# What needs to be done:
From the line with "One keypoint belongs to every instance. Tag the green" to the final line, print the records exactly as they are.

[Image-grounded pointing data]

▼

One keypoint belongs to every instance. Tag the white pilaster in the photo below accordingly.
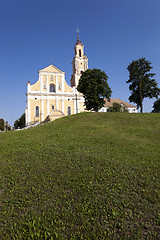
(75, 106)
(47, 84)
(56, 83)
(41, 83)
(62, 81)
(29, 111)
(42, 110)
(62, 105)
(26, 116)
(56, 104)
(47, 107)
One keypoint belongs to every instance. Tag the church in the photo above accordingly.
(51, 97)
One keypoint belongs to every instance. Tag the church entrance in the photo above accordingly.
(69, 110)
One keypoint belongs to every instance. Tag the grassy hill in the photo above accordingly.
(87, 176)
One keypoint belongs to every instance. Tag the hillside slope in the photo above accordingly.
(87, 176)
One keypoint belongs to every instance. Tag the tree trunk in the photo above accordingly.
(140, 94)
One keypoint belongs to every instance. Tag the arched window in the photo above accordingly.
(52, 88)
(37, 111)
(69, 110)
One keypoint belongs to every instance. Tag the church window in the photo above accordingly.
(52, 88)
(37, 111)
(69, 110)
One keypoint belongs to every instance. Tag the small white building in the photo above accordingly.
(129, 107)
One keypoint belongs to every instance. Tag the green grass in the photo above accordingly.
(87, 176)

▲

# Written response:
One keypoint belongs to every instance. Tag the green grass in the photo above accordingly.
(87, 176)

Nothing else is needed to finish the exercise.